═══ Material for this exercise

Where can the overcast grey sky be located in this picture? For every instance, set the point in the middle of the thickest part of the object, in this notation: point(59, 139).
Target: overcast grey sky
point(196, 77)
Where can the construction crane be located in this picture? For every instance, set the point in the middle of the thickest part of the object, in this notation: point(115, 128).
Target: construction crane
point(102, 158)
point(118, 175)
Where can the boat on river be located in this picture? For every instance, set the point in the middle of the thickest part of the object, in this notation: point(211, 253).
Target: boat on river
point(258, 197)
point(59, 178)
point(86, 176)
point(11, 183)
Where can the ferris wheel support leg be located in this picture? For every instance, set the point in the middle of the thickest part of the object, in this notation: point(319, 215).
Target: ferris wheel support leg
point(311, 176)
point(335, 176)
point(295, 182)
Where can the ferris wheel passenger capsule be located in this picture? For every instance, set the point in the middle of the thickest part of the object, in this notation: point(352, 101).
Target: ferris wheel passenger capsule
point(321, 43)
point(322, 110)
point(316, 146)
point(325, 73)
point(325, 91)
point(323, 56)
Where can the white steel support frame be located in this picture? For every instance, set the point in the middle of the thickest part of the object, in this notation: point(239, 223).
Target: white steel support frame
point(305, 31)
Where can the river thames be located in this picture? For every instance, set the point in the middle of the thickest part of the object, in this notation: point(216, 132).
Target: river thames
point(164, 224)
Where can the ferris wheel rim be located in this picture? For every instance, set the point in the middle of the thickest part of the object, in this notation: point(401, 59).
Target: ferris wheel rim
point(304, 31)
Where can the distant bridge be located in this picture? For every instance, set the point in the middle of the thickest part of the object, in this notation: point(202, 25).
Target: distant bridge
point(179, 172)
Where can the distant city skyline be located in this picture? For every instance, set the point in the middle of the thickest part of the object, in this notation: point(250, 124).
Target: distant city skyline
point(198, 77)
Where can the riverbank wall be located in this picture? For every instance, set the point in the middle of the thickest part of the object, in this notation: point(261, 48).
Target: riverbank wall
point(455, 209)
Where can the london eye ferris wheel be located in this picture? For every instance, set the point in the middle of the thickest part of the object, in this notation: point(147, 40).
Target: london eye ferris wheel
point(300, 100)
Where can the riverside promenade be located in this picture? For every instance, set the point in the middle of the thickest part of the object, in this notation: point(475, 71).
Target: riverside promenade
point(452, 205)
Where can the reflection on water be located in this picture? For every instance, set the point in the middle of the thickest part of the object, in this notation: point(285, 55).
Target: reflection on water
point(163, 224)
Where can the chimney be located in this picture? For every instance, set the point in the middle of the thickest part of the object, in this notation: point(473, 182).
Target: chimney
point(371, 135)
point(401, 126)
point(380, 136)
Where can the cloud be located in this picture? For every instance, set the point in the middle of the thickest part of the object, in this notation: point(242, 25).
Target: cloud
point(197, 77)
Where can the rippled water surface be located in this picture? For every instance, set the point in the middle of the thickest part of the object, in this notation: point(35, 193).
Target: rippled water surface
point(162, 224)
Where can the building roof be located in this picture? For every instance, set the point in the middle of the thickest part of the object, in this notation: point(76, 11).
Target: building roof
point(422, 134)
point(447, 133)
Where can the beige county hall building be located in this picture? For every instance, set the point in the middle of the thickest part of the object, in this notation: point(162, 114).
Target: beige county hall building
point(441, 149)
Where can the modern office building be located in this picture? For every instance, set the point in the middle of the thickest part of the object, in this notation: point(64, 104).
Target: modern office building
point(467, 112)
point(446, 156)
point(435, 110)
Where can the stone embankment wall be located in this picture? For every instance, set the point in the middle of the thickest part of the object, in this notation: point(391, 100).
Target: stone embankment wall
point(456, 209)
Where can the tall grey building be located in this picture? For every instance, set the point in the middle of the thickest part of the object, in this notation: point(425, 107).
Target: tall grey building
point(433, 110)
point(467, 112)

══════
═══ Material for this exercise

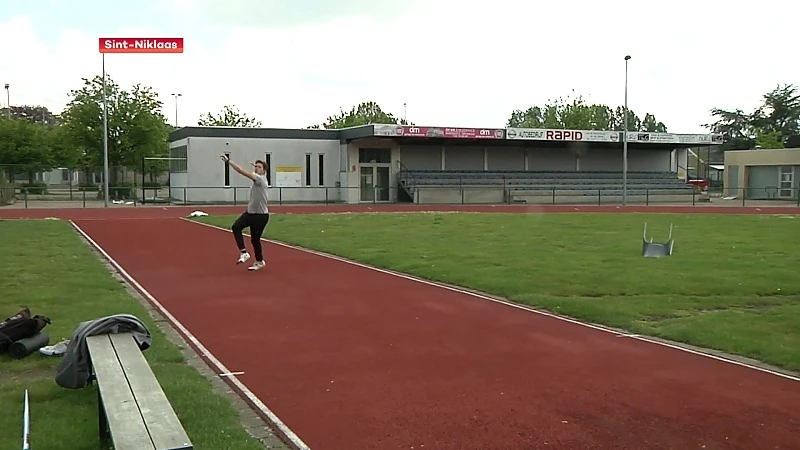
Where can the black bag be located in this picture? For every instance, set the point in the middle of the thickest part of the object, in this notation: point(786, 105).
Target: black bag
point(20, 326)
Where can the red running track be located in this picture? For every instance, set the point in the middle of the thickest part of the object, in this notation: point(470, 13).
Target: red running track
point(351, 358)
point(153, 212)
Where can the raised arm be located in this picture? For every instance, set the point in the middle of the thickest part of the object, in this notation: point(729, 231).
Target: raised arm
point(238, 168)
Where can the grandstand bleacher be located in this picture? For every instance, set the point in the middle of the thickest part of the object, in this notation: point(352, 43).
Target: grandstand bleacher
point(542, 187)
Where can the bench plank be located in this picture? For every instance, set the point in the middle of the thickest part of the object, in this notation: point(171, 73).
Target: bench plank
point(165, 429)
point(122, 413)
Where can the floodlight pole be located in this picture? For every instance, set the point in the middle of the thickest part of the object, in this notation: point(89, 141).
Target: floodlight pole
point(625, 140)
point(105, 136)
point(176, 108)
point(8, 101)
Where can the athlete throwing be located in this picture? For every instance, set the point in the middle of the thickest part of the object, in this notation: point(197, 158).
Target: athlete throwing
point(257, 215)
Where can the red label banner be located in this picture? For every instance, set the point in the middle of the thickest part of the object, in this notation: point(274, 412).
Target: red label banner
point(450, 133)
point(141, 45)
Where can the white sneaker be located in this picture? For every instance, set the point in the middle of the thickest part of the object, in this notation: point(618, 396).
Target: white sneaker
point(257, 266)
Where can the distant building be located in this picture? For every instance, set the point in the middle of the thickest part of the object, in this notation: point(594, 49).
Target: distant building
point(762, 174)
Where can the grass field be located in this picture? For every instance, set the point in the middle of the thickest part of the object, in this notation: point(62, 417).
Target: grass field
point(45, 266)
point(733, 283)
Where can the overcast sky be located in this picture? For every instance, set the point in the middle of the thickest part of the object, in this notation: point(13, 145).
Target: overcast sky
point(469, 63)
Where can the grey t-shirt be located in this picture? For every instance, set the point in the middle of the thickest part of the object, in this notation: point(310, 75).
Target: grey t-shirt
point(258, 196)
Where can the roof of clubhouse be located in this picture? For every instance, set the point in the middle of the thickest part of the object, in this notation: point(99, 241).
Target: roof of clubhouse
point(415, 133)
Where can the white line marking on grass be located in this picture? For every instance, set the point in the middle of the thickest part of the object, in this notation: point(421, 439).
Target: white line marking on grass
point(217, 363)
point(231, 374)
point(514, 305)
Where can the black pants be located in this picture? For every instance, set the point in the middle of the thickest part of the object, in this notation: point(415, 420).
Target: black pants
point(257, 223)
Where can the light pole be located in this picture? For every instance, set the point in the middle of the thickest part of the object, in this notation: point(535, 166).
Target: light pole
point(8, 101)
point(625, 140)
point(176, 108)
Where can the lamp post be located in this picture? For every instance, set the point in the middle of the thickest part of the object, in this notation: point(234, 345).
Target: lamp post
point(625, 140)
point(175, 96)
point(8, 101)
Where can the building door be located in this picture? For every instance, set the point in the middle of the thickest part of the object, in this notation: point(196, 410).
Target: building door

══════
═══ Material for this exercise

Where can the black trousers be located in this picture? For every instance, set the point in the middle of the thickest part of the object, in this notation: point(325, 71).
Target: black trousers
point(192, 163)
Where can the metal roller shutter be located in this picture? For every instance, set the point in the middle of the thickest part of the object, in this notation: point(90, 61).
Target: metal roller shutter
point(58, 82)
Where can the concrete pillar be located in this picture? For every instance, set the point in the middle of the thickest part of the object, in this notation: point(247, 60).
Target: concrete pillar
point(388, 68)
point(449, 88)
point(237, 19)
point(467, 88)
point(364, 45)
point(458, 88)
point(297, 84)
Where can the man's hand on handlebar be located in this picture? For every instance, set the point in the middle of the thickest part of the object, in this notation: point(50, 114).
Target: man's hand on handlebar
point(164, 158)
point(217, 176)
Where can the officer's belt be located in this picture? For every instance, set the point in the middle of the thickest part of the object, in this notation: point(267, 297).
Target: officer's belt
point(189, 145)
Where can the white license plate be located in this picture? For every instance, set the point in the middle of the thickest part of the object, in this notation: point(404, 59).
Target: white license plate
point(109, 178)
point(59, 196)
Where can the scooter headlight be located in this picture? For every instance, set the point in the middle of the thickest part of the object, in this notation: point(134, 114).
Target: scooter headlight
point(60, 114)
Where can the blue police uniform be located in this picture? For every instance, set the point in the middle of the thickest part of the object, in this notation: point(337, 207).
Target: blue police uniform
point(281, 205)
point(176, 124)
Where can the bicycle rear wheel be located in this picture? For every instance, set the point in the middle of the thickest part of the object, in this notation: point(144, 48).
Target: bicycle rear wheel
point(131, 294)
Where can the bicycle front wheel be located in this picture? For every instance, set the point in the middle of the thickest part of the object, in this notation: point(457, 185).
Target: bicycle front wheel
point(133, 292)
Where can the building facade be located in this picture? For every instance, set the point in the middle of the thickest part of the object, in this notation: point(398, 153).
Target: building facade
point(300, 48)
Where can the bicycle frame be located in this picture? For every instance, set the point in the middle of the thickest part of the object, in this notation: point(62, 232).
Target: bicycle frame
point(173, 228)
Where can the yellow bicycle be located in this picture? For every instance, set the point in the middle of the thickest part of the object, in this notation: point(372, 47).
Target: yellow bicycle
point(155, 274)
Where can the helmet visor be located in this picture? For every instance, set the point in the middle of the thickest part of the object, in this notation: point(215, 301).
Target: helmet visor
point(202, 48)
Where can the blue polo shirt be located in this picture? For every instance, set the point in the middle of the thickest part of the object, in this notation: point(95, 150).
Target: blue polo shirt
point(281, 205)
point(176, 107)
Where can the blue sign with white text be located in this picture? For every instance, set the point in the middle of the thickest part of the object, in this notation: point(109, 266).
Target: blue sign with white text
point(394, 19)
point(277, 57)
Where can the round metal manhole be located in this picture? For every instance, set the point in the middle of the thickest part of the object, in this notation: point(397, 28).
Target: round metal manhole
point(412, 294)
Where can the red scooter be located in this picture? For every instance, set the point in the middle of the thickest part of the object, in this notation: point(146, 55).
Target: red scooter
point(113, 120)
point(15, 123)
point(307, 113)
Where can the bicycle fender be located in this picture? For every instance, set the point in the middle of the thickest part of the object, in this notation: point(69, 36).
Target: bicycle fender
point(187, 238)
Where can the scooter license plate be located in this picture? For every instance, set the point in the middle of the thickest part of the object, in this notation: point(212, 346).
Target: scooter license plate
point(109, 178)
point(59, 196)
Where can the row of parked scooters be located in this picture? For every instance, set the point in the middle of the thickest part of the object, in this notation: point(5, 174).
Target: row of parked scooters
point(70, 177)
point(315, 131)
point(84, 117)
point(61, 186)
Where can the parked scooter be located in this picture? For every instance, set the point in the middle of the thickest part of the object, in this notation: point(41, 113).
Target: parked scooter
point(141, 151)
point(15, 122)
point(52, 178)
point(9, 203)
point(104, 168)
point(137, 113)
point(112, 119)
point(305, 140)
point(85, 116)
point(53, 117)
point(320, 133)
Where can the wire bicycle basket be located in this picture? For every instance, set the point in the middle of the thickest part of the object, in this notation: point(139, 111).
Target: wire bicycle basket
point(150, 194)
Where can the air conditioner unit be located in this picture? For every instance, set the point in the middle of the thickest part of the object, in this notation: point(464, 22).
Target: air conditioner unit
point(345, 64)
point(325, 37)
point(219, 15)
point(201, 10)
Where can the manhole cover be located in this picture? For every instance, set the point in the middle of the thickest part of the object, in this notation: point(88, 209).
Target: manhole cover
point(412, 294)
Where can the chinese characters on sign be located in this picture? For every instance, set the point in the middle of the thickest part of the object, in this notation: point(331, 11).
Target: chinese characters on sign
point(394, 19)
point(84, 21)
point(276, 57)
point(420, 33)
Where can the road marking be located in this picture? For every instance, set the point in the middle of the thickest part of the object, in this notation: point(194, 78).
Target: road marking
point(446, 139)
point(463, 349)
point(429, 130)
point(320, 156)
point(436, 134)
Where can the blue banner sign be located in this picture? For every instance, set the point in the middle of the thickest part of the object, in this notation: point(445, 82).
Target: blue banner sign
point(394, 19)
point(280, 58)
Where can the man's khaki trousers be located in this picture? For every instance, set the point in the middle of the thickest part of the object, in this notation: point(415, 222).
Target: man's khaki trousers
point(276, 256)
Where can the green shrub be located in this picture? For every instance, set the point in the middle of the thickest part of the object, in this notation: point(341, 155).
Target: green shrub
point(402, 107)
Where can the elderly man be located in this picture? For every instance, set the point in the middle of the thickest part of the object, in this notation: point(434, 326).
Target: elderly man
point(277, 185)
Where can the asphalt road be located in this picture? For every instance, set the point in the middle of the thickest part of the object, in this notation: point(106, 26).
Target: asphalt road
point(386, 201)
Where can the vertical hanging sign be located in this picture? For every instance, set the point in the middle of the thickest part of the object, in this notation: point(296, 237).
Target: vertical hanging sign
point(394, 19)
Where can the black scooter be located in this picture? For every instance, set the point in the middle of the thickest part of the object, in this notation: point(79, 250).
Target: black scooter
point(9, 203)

══════

Rewrite the data starting at the line containing "Where can the overcast grey" and ending at the line containing "point(295, 182)", with "boat" replaced by "barge" and everything else left unchanged.

Answer to this exercise
Where can the overcast grey sky be located in this picture? For every instance, set the point in the middle of the thickest part of the object, in this notation: point(59, 139).
Target: overcast grey sky
point(196, 77)
Where can the construction crane be located in this picture? For every instance, set the point in the middle of the thickest part of the object, in this notation: point(115, 128).
Target: construction crane
point(102, 158)
point(118, 175)
Where can the barge on river be located in this picture? For every instance, set the point in the middle of the thickest part of the object, in this notation: point(211, 253).
Target: barge on river
point(258, 197)
point(59, 178)
point(86, 176)
point(11, 183)
Where can the ferris wheel support leg be located in this picture? For every instance, set the point in the middle of the thickest part of the object, in this notation: point(319, 215).
Target: ferris wheel support leg
point(311, 176)
point(335, 176)
point(295, 182)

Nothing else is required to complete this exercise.